HOW TO COMPLETE THIS TASK: Only one span of the listing below is wanted: the lines from the one with "rough mask: <svg" through the one with "positive clicks: (128, 188) (14, 210)", reproduced exactly, both ends kept.

BEGIN INPUT RECORDS

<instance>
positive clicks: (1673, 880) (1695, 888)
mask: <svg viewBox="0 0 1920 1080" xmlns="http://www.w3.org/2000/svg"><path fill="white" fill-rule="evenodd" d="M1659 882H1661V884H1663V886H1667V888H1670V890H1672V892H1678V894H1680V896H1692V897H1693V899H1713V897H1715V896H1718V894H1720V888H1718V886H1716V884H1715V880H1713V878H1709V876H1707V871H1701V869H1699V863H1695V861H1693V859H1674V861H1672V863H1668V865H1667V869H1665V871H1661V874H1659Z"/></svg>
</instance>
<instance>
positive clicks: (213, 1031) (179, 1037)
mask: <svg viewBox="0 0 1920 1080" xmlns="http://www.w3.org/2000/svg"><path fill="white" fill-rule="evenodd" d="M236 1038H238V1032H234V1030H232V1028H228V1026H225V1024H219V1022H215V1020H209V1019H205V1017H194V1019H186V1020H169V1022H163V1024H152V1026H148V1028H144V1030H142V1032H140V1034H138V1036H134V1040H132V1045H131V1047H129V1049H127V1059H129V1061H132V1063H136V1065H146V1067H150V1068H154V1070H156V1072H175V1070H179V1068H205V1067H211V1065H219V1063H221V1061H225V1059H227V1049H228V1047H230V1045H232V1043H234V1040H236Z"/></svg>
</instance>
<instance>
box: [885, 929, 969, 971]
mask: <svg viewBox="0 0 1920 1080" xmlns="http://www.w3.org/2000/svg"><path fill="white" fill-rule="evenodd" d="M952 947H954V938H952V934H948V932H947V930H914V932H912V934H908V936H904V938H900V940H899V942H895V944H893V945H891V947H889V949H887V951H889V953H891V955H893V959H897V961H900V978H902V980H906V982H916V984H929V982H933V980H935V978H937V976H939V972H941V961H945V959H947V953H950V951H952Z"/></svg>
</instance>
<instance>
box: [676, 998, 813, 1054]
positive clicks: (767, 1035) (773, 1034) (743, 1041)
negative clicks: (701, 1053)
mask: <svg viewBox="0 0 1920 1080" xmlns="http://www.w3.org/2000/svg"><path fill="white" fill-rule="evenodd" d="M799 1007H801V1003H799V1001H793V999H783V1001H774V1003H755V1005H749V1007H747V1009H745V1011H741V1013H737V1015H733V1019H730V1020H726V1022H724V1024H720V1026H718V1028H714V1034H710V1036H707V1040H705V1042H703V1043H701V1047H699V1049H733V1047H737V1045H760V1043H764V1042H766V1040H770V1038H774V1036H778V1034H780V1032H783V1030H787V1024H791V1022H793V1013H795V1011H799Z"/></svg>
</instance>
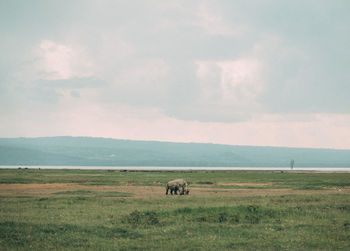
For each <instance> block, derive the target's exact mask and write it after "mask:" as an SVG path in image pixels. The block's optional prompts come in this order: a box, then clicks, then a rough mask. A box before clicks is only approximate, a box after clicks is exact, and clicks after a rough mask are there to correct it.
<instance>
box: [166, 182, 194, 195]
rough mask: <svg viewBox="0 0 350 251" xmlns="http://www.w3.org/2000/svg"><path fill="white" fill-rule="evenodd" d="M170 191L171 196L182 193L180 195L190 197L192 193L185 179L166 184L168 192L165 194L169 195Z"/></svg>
mask: <svg viewBox="0 0 350 251" xmlns="http://www.w3.org/2000/svg"><path fill="white" fill-rule="evenodd" d="M169 190H170V194H171V195H173V194H176V195H177V192H178V191H180V195H185V194H186V195H188V194H189V193H190V190H189V189H188V183H187V182H186V181H185V180H184V179H176V180H172V181H169V182H168V183H167V184H166V192H165V194H168V192H169Z"/></svg>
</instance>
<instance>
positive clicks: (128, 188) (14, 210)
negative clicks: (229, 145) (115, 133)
mask: <svg viewBox="0 0 350 251" xmlns="http://www.w3.org/2000/svg"><path fill="white" fill-rule="evenodd" d="M178 177H183V178H185V179H186V180H188V181H190V182H191V193H190V195H189V196H170V195H168V196H166V195H165V189H164V185H165V184H166V182H167V181H169V180H171V179H174V178H178ZM0 249H1V250H38V249H44V250H48V249H60V250H62V249H65V250H180V249H181V250H350V174H347V173H295V172H283V173H282V172H268V171H263V172H257V171H234V172H224V171H217V172H213V171H198V172H194V171H192V172H130V171H128V172H122V171H108V170H101V171H93V170H38V169H36V170H34V169H33V170H32V169H16V170H14V169H13V170H9V169H3V170H0Z"/></svg>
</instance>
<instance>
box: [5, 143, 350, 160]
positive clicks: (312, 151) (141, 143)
mask: <svg viewBox="0 0 350 251" xmlns="http://www.w3.org/2000/svg"><path fill="white" fill-rule="evenodd" d="M291 159H294V160H295V166H296V167H298V166H329V167H350V150H333V149H310V148H287V147H258V146H231V145H219V144H202V143H171V142H156V141H133V140H118V139H108V138H90V137H46V138H0V165H86V166H89V165H95V166H288V165H289V162H290V160H291Z"/></svg>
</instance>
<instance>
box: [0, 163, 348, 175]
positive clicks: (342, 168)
mask: <svg viewBox="0 0 350 251" xmlns="http://www.w3.org/2000/svg"><path fill="white" fill-rule="evenodd" d="M0 169H62V170H64V169H68V170H116V171H281V172H322V173H323V172H344V173H349V172H350V167H294V168H293V169H291V168H290V167H162V166H40V165H33V166H30V165H0Z"/></svg>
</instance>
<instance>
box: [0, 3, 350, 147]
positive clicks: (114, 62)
mask: <svg viewBox="0 0 350 251" xmlns="http://www.w3.org/2000/svg"><path fill="white" fill-rule="evenodd" d="M349 12H350V2H349V1H348V0H334V1H328V0H295V1H280V0H250V1H246V0H235V1H231V0H215V1H213V0H201V1H196V0H193V1H188V0H171V1H170V0H143V1H136V0H135V1H127V0H94V1H92V0H75V1H62V0H57V1H55V0H30V1H20V0H1V1H0V137H41V136H62V135H65V136H67V135H69V136H91V137H110V138H119V139H135V140H157V141H175V142H210V143H220V144H230V145H259V146H287V147H313V148H337V149H350V97H349V96H350V15H349Z"/></svg>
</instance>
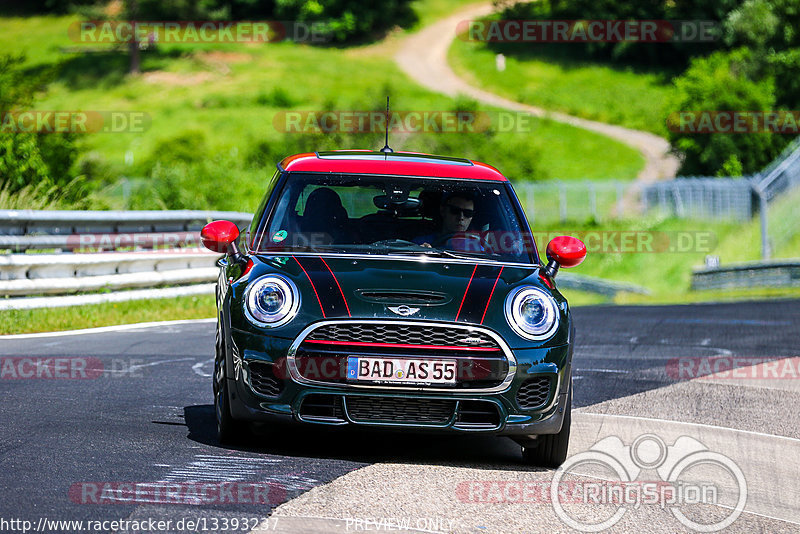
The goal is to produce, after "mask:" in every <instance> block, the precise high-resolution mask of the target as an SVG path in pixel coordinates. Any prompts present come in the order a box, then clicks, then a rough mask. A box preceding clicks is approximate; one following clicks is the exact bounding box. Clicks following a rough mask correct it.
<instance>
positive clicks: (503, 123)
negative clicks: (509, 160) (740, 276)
mask: <svg viewBox="0 0 800 534" xmlns="http://www.w3.org/2000/svg"><path fill="white" fill-rule="evenodd" d="M686 124H687V128H688V127H689V124H690V123H689V122H687V123H686ZM272 127H273V128H274V129H275V131H277V132H280V133H289V134H321V133H322V134H326V133H349V134H382V133H384V132H385V131H386V130H387V129H388V130H389V133H399V134H403V133H405V134H448V133H457V134H470V133H484V132H489V131H491V132H496V133H534V132H536V131H537V130H538V129H539V128H541V119H540V118H539V117H535V116H534V115H531V114H530V113H527V112H524V111H478V110H460V111H446V110H445V111H442V110H405V111H391V112H389V113H388V114H387V113H386V112H385V111H358V110H298V111H279V112H277V113H275V115H274V116H273V117H272Z"/></svg>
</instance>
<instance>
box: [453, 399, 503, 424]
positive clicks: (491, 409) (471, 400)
mask: <svg viewBox="0 0 800 534" xmlns="http://www.w3.org/2000/svg"><path fill="white" fill-rule="evenodd" d="M453 426H455V427H456V428H461V429H475V430H477V429H480V430H486V429H491V428H497V427H499V426H500V411H499V410H498V408H497V405H496V404H494V403H493V402H487V401H473V400H462V401H459V403H458V416H457V417H456V423H455V425H453Z"/></svg>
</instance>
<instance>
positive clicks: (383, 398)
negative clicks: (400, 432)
mask: <svg viewBox="0 0 800 534" xmlns="http://www.w3.org/2000/svg"><path fill="white" fill-rule="evenodd" d="M345 403H346V405H347V414H348V415H349V416H350V419H352V420H353V421H355V422H387V423H388V422H391V423H411V424H413V423H423V424H436V423H438V424H445V423H447V422H448V421H450V419H451V418H452V417H453V412H454V411H455V409H456V401H454V400H448V399H406V398H399V397H363V396H355V395H348V396H347V397H346V400H345Z"/></svg>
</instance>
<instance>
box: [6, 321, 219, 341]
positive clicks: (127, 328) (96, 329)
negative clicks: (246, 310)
mask: <svg viewBox="0 0 800 534" xmlns="http://www.w3.org/2000/svg"><path fill="white" fill-rule="evenodd" d="M216 320H217V319H216V318H215V317H214V318H208V319H184V320H180V321H155V322H150V323H131V324H118V325H112V326H99V327H96V328H83V329H81V330H64V331H61V332H37V333H34V334H8V335H3V336H0V341H3V340H4V339H36V338H43V337H61V336H78V335H82V334H103V333H105V332H123V331H125V330H136V329H139V328H155V327H159V326H179V325H184V324H204V323H213V322H216Z"/></svg>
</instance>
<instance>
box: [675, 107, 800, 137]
mask: <svg viewBox="0 0 800 534" xmlns="http://www.w3.org/2000/svg"><path fill="white" fill-rule="evenodd" d="M667 127H668V128H669V129H670V130H671V131H673V132H676V133H688V134H715V133H723V134H747V133H777V134H784V135H800V111H784V110H774V111H675V112H672V113H670V114H669V115H668V116H667Z"/></svg>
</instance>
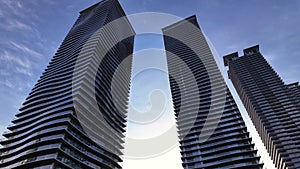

END INPUT RECORDS

RESULT FOR THIS TASK:
rough mask: <svg viewBox="0 0 350 251" xmlns="http://www.w3.org/2000/svg"><path fill="white" fill-rule="evenodd" d="M170 191L171 196L182 193L180 195L190 197L192 193L185 179L166 184L168 192L165 194L169 195Z"/></svg>
mask: <svg viewBox="0 0 350 251" xmlns="http://www.w3.org/2000/svg"><path fill="white" fill-rule="evenodd" d="M169 190H170V194H171V195H173V194H176V195H177V192H178V191H180V195H185V194H186V195H188V194H189V193H190V190H189V189H188V183H187V182H186V181H185V180H184V179H176V180H172V181H169V182H168V183H167V184H166V192H165V194H168V192H169Z"/></svg>
</instance>
<instance>
positive clicks: (128, 188) (14, 210)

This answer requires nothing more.